> **Set problem**:
Repeat each entry as written, dropping any picture you find.

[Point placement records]
# # # # #

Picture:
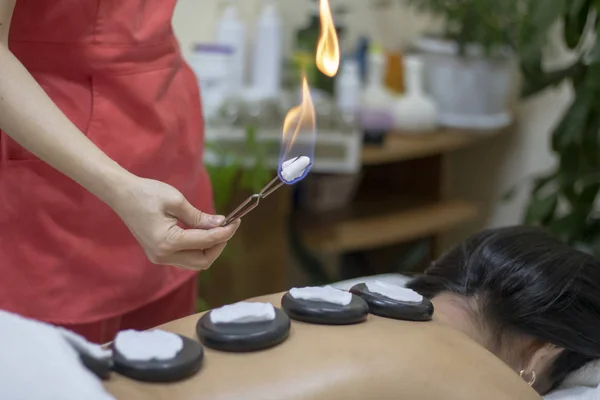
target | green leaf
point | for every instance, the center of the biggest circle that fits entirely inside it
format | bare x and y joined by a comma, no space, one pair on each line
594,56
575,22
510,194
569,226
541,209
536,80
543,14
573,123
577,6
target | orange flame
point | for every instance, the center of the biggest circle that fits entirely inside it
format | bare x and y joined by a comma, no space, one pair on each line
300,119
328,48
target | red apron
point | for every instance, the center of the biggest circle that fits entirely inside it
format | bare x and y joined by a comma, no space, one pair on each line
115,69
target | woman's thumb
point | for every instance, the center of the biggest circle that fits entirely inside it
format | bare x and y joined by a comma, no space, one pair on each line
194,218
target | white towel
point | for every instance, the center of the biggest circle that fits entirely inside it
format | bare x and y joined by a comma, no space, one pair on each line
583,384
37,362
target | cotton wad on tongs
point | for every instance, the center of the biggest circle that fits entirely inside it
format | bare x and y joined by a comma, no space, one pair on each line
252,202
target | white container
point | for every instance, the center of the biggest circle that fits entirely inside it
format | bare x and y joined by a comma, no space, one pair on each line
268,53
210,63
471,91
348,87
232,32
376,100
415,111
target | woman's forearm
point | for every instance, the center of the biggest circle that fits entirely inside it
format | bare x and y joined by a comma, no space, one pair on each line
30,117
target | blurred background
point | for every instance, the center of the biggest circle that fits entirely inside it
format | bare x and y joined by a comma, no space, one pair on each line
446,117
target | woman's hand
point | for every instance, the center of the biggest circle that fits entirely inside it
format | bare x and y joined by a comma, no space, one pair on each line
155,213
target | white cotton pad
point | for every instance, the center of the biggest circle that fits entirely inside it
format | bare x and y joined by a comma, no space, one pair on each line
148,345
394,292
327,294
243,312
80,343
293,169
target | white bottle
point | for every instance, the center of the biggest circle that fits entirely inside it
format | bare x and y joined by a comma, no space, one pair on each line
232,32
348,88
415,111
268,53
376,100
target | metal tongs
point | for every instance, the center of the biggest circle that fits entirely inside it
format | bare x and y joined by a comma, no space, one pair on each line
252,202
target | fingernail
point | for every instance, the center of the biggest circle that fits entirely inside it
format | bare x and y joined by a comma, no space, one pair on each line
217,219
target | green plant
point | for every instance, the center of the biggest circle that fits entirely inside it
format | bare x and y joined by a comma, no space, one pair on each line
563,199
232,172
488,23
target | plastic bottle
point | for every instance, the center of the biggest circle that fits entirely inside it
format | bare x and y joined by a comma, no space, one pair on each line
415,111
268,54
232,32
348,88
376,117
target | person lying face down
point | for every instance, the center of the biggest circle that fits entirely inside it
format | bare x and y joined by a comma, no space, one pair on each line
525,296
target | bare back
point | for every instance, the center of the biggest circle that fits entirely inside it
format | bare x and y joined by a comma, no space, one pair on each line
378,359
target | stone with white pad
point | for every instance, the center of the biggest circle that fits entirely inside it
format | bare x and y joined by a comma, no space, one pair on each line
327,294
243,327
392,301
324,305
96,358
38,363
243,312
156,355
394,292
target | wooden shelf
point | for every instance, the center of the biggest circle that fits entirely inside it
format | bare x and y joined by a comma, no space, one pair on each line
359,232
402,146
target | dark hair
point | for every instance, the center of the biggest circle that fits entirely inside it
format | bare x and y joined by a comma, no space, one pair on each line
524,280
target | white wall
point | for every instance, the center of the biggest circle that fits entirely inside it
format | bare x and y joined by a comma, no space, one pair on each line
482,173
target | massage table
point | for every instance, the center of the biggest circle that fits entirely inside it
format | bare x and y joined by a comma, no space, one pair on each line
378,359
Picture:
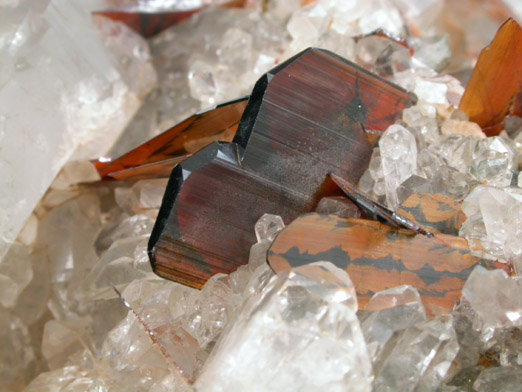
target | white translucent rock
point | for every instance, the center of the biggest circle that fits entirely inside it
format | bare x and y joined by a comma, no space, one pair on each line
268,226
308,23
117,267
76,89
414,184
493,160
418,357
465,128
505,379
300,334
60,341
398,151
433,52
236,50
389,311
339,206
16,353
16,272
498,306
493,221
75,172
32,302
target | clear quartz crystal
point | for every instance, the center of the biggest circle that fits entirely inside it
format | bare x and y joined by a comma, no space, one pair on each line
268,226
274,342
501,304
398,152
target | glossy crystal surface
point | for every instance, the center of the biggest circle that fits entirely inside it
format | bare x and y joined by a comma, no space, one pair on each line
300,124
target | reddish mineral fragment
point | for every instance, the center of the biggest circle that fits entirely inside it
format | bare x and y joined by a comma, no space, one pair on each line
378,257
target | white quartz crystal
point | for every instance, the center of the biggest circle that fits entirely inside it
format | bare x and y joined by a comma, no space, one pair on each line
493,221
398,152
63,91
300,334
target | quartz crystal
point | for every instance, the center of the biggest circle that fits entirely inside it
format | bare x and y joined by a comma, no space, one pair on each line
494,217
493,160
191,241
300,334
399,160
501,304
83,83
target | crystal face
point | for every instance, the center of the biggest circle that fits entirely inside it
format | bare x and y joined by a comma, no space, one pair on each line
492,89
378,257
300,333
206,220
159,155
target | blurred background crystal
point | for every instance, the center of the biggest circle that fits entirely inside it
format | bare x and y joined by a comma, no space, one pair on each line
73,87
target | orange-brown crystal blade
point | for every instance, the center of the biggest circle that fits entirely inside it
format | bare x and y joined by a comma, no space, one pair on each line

# # # # #

> **Result of this exercise**:
Picture:
target | green leaf
point | for every instance, the center of the biggest circle that fits entirely inside it
format | bare x and y joined by a comma, no space, one pair on each line
594,56
575,22
510,194
569,226
541,209
536,80
543,14
573,123
577,6
target | orange flame
point | for every instance, the center of the biggest circle that fits entirely inside it
format | bare x and y joined by a comma, no space, one pair on each line
300,119
328,48
target | red apron
point | for every instance, the center of the biggest circle that fits entirely inside it
format | bare x and y joined by a comma, no space, one pair on each line
115,69
target | woman's thumb
point | for every instance, the center of the biggest circle that fits entirely inside it
format | bare x and y joined by a comma, no space, one pair on each line
194,218
target | white towel
point | for every instance, the center of the biggest circle that fits entirely inside it
format | bare x and y joined by a comma, no space, one pair on each line
583,384
37,362
target | cotton wad on tongs
point | for every instance, the center of the biggest circle that fits entirely inside it
format | bare x and y joined by a comma, no space, one pair on each line
252,202
target | white container
point | for every instance, the center of the biggest circle that fits entirely inside it
format | bare x and y joined by a comma, no space, one pair on each line
268,53
210,63
471,91
348,87
232,32
376,100
415,111
target | woman's forearm
point | for every instance, the center of the biggest circle that fits entirely inside it
format | bare x and y joined by a comma, no space, one pair on each line
30,117
target | blurred background
point | for every instance, the center of the biggest circle that fits entirely inside it
format | bare x and y joined by a comma, no space, one pair on each line
446,117
target | woman's hand
point | for every instance, the center of the biggest circle that fits entirely inside it
format | bare x and y joined by a comma, no space, one pair on each line
155,213
target | white cotton pad
point | for every instance, the center of the biggest circle that fits entirely inside it
format | bare x and y joined by a comma, no space, one pair on each line
148,345
394,292
327,294
243,312
80,343
293,169
target | white bottle
point | for every instance, the center of the biggest circle that fits entirely inside it
format | bare x and y joined by a comma, no space, one pair on each line
232,32
348,88
415,111
268,53
376,100
target | metal tongs
point | for every instance, the center of the biggest circle that fits entirely inside it
format | bare x and y joined by a comma, no space, one pair on each line
252,202
target | fingernail
point | for every instance, the center of the biggest circle that fits entirely inside it
format | bare x and y joined by a comma, no space, one pair on each line
217,219
target | green plant
point | for every instance, the center of the biggest circle that fits entirely inside it
format | bare x and y joined by a comma, no space, one pair on each line
563,199
232,172
488,23
target | plastic bottle
point | for every instance, the center of the biggest circle that fits entirely inside it
format | bare x and y joined by a comma, no space, one pair on each line
415,111
268,54
232,32
348,88
376,117
target | person lying face down
point | for every instance, the center of the biggest circle that fits entirely inside it
format | bare x and y joined by a comma, no space, one pair on each line
525,296
target | bare back
point | for every instance, the center of the biggest circle that fits entirely inside it
format | bare x and y joined by a comma, no space, one pair on each line
378,359
target | stone with white pad
point | for every instance, the center of the biggest circle that fits entirely inside it
format | bare x and y joined by a comma, no space, one pair on each line
327,294
243,327
392,301
324,305
96,358
38,363
243,312
156,355
394,292
target | wooden shelf
point | for every instance, the center of the biggest circle that fits entirely inside it
format | bare x and y joined by a comma, no space, one pair on each line
359,232
402,146
target | dark hair
point | for every instance, the center of the biggest circle that fits entirely inside it
format | bare x and y joined by a comma, no space, one pair on each line
524,280
target | white wall
point | for every instance, the center of the biggest circle that fits entirely inside it
format | bare x and y joined by a comma, no space, one pair on each line
482,173
target | massage table
point | for every instance, the center of the biggest circle that fits entirely inside it
format | bare x and y joined by a comma, no space, one pair on each line
378,359
Picture:
target | white translucent rock
point | for every instance, the center of the biggest circle that fits entirely inside it
format | bare x and y joined by a comma, no space, one pair on each line
268,226
308,23
117,267
76,89
414,184
493,160
418,357
465,128
505,379
300,334
60,341
398,151
433,52
236,50
389,311
339,206
16,353
16,272
498,306
493,221
75,172
32,302
target | clear quartz crystal
point | for every instance, the center of the biggest circle that fits entirely inside it
format | bare x and y joined by a comma, no space, one pair on each line
268,226
274,342
501,304
398,152
target | glossy crystal surface
point | for every instance, the center of the biggest circle that fits entirely inside it
format | bare x and y joined by a comma, no space, one pair on each line
300,124
target | reddish mineral fragment
point | for every instance, the center of the biggest circle that fits entirely inside it
format | bare x and y joined by a comma, no space, one pair on each line
378,257
target | white quartz crystal
point | for every instance, the center of the biggest circle that fits entirely inside it
format | bare x and y joined by a comma, no space, one pair on each line
493,221
398,152
63,91
300,334
target | quartz crystal
point | for every instance, the center of the biggest circle that fits entirely inside it
format | bare x and y joined by a comma, no space, one pair on each line
494,217
493,160
191,241
300,334
399,160
501,304
83,83
target | crystal face
point | for every instance, the center of the biggest circle that fits entirely inside it
format | bare x and y joined by a comma, no space, one pair on each line
492,89
378,257
300,333
206,220
159,155
target | blurred background crystal
point | for every instance, the center of the biggest circle that fits entirely inside it
format | bare x and y joined by a comma, no space, one pair on each line
73,87
target | orange-brown crystal blade
point | for every instance, the center of the biggest circle that fits entirely inside it
format | bare x and y joined by a comma, no space, one pair on each line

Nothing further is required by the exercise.